■ **Problem**:
Type out every line below exactly as it reads.

·····

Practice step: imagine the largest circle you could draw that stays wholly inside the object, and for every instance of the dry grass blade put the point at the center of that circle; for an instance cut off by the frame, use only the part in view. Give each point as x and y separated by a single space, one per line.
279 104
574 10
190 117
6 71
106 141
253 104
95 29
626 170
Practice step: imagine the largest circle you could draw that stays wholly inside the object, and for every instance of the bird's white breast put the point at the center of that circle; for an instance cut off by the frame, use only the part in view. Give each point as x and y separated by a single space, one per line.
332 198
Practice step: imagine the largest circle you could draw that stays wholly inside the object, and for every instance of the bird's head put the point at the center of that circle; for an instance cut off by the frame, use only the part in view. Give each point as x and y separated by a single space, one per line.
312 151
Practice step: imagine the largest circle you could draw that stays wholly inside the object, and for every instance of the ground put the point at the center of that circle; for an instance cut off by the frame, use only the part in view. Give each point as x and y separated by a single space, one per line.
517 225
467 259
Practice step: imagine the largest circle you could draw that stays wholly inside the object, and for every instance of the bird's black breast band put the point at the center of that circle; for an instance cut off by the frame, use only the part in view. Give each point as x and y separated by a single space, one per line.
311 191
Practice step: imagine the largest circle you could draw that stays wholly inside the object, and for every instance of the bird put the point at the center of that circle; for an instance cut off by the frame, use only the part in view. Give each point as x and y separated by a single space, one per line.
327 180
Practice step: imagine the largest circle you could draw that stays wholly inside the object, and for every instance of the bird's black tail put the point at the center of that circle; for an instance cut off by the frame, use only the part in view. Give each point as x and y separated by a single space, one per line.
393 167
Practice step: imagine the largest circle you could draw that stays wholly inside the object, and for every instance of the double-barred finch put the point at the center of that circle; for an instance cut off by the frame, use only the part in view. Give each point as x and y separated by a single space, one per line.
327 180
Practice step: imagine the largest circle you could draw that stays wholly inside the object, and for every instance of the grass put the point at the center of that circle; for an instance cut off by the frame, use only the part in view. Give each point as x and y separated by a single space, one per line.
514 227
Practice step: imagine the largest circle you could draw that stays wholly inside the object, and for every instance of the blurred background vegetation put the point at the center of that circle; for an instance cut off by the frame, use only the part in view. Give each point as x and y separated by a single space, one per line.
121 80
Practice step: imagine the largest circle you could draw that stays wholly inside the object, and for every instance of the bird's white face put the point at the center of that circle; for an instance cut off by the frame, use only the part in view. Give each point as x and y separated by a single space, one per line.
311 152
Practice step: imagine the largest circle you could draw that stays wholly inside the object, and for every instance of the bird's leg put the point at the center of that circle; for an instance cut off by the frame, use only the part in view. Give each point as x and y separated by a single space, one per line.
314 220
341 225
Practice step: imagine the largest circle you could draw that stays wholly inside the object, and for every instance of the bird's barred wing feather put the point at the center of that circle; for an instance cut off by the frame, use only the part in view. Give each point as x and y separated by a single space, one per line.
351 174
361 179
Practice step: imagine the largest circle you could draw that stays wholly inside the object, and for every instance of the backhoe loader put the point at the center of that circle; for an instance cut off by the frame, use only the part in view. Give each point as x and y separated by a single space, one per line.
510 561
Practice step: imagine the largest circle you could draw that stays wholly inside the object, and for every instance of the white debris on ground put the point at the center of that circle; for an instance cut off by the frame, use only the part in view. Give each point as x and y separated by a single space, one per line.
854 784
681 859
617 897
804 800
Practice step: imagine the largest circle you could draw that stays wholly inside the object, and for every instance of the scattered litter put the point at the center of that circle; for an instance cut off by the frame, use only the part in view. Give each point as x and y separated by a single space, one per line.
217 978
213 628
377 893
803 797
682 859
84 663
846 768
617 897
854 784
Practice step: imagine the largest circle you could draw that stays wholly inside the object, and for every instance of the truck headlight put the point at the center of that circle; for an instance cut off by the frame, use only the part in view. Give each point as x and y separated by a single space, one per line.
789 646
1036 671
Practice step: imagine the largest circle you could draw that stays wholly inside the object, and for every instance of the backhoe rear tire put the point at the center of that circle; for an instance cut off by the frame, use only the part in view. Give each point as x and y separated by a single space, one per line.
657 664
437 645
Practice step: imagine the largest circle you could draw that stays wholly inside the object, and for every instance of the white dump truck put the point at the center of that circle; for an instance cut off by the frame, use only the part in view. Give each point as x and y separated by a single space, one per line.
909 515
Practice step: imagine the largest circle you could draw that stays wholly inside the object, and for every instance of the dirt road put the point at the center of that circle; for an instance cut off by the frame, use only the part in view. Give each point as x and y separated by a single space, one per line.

·····

■ **Solved exercise**:
Practice step: imagine the largest circle you could draw that stays wholly inside the object, and for every instance of the dry grass blade put the point at the center of that circle; for an instance cut off by the frame, use only the part in view. Give each point as x and y separated by a single space, one per line.
279 104
574 10
190 117
6 71
106 141
253 104
95 29
626 170
Practice step: imagine the largest circle you could draw that stays wholly inside the object, and for every instance of the bird's white breast put the point at the center of that circle; for an instance cut off by the frame, use only the part in view. Give each point as x and y separated by a single space, one per line.
332 198
Practice step: imagine the largest circle you could draw that stays wholly inside the object, and for every instance of the bird's head put the point at the center of that circle; for an instance cut off by the frame, use only the part in view. Give each point as x and y separated by a single space, one per line.
312 151
Practice step: imagine the largest circle you could draw that stays wholly inside the object, and for every instance of the ground put the point at the center of that circle; for an instance cut off by the frame, use only the part in view. Give each point as x and y separated by a single space, one per line.
517 225
467 259
Practice step: imagine the largest circle you could draw that stays wholly inside the object, and for every instance of the bird's black breast band put the point at the center of that circle; for an instance cut off by the frame, use only the part in view. Give each point as x and y separated by a single space, one per line.
311 191
Practice step: imagine the largest circle you could draw that stays wholly inside the object, and for every instance of the bird put the point at the center of that circle; for an instance cut off by the frame, use only the part in view. Give each point as x and y separated by a single space, one per line.
327 180
Practice step: imagine the largest circle you could draw that stays wholly inside the object, and for every instance of the bird's black tail put the point at the center of that circle; for an instance cut off by the frame, use only the part in view. Give each point as x and y separated by a single space, one per line.
393 167
Practice step: imagine the largest circle you could draw that stays wholly inside the object, and for every instance of the double-barred finch put the point at the center of that circle; for an instance cut off by the frame, use only the part in view. Give each point as x and y separated by a single space, one per line.
327 180
Practice step: imagine the largest circle you could draw that stays wholly inside the object, and for every instance of the grass put the point at the center of that circle; for an instance cut off by the frame, use only the part in view. Give each point as x and y separated by a single space, one per line.
514 227
Practice step: imagine the largest circle you could draw that stays wholly inside the object, and for every instance of the blurred background vegetation put the point at the center of that circle; for an instance cut off by the frame, use only the part in view. Give each point as x and y separated by a single space, one per line.
121 80
Practice step: imagine the largest circle you could draw that stays wholly inside the object, and for every instance of the bird's white face put the point at the center of that circle; for an instance cut off by the frame, use only the part in view. Give each point as x and y separated by a single space, one per line.
311 152
Practice step: imagine the largest circle you could draw that stays wholly inside the object, and for every instance of the bird's leg put the point at the center of that circle; for an instance cut off by the frame, use only the part in view. Give each point as x and y separated by a single space, one per line.
314 220
341 225
Practice step: imagine the largest circle you could draw that stays wholly inside the object, and for every instance of the bird's barred wing feather put the point at the center of that circle; for an instance cut off by the frame, use only the part in view. Give each point as x and y separated by a single space, one per line.
351 174
361 179
Practice step: imagine the largest circle you could draw that stays wholly inside the object, and for every instance of the backhoe loader put the point at the center of that circle; for an instance cut off by the frame, use only the part in view. Give each point as x and y separated by a single space, one per line.
510 561
Practice step: imagine the largest circle you could draw that stays wholly inside the object, and for every instance of the white debris on ground put the point at the center of that circle; for an instance cut off by the frame, use only the part in view. Give each point as x and y separated by a single space, one per line.
854 784
681 859
617 897
804 800
Practice step: imagine the largest circle you could draw that stays wholly inside the object, and for every instance of the scattered litter put the point at the center of that circle; for an instance cut off by the frame, use only the part in view. Give each point as x and y separated by a single space, one per line.
217 978
213 628
377 893
803 797
682 859
84 663
846 768
617 897
854 784
Practice step: imagine the largest circle you could draw that stays wholly inside the object, and for every instance of the truck headlight put the point at the center of that circle; for an instance cut off by the frame, use only the part in view. Give each point as x and y separated by a single space, one per line.
789 646
1036 671
Practice step: imagine the largest circle you could draw that stays wholly inside the object, and for every instance of the backhoe rear tire put the point at the center of that circle; for an instance cut off by the frame, use only the part in view. Give each point as x and y separated by a single space, one per line.
657 664
437 645
Practice step: imagine the largest circle you could draw that stays wholly inside the object, and for every instance of the white dump truck put the point at the center of that circle; for an instance cut off by the frame, use only the part in view. Give each point as x and y separated by a single space, one per line.
909 515
Practice step: imagine the largest circle you could draw that stays wholly inside the object, and for every instance of the dirt road put the point at the center of that circle; for an instance cut off by the frame, use only the part in view. Give each point as x and y separated by a single space, one per line.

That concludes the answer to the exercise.